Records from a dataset
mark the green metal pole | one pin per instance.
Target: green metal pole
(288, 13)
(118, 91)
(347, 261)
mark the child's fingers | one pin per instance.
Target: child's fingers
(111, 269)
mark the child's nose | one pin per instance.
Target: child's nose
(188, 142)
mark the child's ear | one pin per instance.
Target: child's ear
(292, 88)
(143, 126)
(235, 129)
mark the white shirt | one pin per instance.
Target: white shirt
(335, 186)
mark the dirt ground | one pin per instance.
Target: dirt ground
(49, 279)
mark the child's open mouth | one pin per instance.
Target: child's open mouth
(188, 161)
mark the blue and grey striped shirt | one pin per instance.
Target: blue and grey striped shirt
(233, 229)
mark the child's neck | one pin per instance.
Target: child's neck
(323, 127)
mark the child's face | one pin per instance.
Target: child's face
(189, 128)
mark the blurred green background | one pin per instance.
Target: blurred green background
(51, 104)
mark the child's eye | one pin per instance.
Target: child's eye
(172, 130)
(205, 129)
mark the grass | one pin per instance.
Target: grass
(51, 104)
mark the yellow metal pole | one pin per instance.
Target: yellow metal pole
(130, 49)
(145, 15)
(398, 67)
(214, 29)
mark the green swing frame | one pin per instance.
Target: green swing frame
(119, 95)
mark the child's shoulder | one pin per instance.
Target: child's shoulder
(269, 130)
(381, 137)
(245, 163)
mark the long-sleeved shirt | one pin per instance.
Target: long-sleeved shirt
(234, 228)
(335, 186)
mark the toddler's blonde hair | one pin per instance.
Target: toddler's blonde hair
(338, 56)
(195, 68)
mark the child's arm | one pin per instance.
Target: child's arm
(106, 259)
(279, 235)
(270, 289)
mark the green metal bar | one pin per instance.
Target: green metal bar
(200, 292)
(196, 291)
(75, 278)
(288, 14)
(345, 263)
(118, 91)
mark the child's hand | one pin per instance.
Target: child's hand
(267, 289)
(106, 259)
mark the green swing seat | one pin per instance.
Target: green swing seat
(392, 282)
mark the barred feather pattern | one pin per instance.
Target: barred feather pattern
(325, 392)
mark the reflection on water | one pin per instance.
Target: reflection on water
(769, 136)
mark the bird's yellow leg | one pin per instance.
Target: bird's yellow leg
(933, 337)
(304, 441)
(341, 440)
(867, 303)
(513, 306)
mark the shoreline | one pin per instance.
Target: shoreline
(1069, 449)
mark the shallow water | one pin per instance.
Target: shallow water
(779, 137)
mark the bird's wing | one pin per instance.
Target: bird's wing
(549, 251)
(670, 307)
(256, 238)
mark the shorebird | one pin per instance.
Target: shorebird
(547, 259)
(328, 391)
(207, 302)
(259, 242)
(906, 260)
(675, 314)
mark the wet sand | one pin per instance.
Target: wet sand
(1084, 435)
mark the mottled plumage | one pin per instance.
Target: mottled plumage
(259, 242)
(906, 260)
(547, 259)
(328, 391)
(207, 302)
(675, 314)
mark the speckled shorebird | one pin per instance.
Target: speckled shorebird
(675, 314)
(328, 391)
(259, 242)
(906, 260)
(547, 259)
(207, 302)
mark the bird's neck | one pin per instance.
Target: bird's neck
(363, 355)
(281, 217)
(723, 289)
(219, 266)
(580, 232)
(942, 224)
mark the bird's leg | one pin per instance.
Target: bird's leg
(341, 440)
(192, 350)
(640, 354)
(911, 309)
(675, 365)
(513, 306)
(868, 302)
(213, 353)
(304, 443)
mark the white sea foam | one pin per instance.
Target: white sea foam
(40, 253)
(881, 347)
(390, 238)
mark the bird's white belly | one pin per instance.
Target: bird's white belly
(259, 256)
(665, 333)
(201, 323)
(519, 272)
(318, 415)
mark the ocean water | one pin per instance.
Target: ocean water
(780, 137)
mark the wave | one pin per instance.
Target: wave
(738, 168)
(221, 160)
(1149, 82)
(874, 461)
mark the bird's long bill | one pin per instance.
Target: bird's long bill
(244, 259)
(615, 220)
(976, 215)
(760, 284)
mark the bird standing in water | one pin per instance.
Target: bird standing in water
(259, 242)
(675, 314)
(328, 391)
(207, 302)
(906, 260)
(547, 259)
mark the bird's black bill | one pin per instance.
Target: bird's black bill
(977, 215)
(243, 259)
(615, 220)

▸ **WORK TO DO**
Exactly and exclusively, repeat the lines from the line that contains "mark the white sea" through the end of the records, both ends included.

▸ **SOLUTION**
mark the white sea foam | one pin per instance.
Target: white sea foam
(40, 253)
(881, 347)
(390, 238)
mark the bird's white belly | one pin per instance.
Target: bird's white belly
(259, 256)
(665, 333)
(201, 323)
(519, 272)
(318, 415)
mark the ocean water | one pin per instance.
Target: ocean water
(780, 137)
mark the wave | one pin per instance.
Target: wave
(738, 168)
(221, 160)
(1149, 82)
(874, 461)
mark the bird's long bill | one pin per instance.
Target: bird's long bill
(244, 259)
(615, 220)
(976, 215)
(760, 284)
mark the bird standing in water | one pin per instance.
Target: bird standing in water
(259, 242)
(675, 314)
(328, 391)
(207, 302)
(906, 260)
(547, 259)
mark the bird's black bill | one pin per instance.
Target: bird's black bill
(977, 215)
(243, 259)
(615, 220)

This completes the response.